Dataset entries
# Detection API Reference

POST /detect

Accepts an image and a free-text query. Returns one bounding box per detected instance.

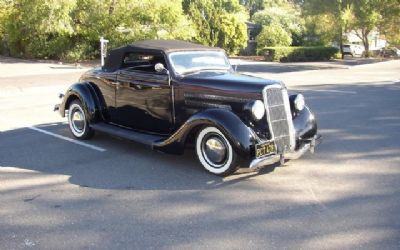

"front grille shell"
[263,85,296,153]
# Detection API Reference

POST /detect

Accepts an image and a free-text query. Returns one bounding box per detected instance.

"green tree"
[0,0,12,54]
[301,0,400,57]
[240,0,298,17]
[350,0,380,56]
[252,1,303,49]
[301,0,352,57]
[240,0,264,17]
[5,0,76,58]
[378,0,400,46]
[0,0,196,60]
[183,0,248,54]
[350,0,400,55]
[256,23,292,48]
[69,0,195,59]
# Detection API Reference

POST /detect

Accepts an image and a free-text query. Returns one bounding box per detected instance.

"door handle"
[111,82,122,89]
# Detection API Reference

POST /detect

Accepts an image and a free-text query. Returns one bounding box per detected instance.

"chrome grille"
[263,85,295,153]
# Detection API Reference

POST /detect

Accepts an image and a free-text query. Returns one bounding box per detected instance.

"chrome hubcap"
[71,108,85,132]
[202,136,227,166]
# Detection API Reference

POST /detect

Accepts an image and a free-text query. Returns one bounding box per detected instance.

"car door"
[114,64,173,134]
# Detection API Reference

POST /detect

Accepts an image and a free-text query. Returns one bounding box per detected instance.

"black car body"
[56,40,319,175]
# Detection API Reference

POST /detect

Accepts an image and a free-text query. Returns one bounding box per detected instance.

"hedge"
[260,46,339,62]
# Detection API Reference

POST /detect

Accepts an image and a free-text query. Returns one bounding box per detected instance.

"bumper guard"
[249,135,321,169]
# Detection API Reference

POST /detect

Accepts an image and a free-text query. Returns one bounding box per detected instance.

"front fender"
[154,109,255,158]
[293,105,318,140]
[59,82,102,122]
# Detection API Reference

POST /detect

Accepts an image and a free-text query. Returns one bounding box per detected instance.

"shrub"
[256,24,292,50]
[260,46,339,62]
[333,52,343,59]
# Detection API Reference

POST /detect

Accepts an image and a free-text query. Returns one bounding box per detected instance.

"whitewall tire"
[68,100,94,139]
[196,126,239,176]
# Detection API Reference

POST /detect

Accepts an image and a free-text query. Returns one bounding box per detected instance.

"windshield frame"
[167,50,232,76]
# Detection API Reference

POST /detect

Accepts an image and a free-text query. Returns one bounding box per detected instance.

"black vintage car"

ACTION ITEM:
Set down each of the records precisely, leaving any pictures behind.

REPLY:
# Detection API Reference

POST /detect

Accepts an image and a free-text query. Returns one bounding box per detected instance.


"front grille shell"
[263,85,296,153]
# Detection API Reference

POST /detect

Accepts an image and a free-text query. Returns one bounding box per detected instance.

"green tree"
[0,0,12,54]
[301,0,400,57]
[240,0,298,17]
[350,0,380,56]
[252,1,303,49]
[301,0,352,57]
[240,0,264,17]
[5,0,76,58]
[378,0,400,46]
[0,0,196,60]
[183,0,248,54]
[350,0,400,55]
[256,23,292,48]
[69,0,195,59]
# Detection API Reference

POST /detect

Accepts an image and a free-text query. Returns one bounding box per detected instance.

"door handle"
[111,82,122,89]
# Detection API Reference

POST /detect

Accepts an image and a free-text query. Returns one bounding box per detected instance.

"chrome grille"
[263,85,295,153]
# Detection API Reference

POST /detect

Accepts an image and a free-text query. Returns one bounding box per detected instance.

"chrome hubcap"
[71,108,85,132]
[202,136,227,166]
# Detection API Reference

POST /detect

Accepts an image and a free-text query. Returns one bounding box per detected instance.

"car door"
[114,64,173,134]
# Detection API Reference

POST /detect

Accepts an image and a free-text query. Returns one bounding box per detected instance.

"black car body"
[56,40,319,175]
# Detection API Reference

POST /detect

Accepts an image and a free-text query. Returns one bounding box per detected instance.

"hedge"
[260,46,339,62]
# Detection API Reference

POST /detect

Accepts an image and a free-text query. Returns one bounding box per detected instance.

"bumper guard"
[249,135,321,169]
# Detection API Reference

POST /detect

Accepts an image and a free-text query. Returns one bounding box per detected instance.

"front fender"
[154,109,255,158]
[293,105,318,140]
[59,82,102,122]
# Detection API Reference

POST /detect

Accepts an image and a free-text query. Returns one bounding box per detected instance.

"shrub"
[256,24,292,50]
[260,46,339,62]
[333,52,343,59]
# Detection API Reference

POST /detect

Accepts an image and a free-text query. Returns one bounding box per detected instance.

"whitewall tire"
[68,100,94,139]
[196,126,239,176]
# Detection API Reference

POST /detect

Accepts an image and a free-text query. Returns one bounding box per detected instance.

"windshield frame"
[167,50,232,76]
# Detection API Reference

POST /detect

Accepts an image and a free-text query. Returns one bounding box per detected instance.

"black vintage car"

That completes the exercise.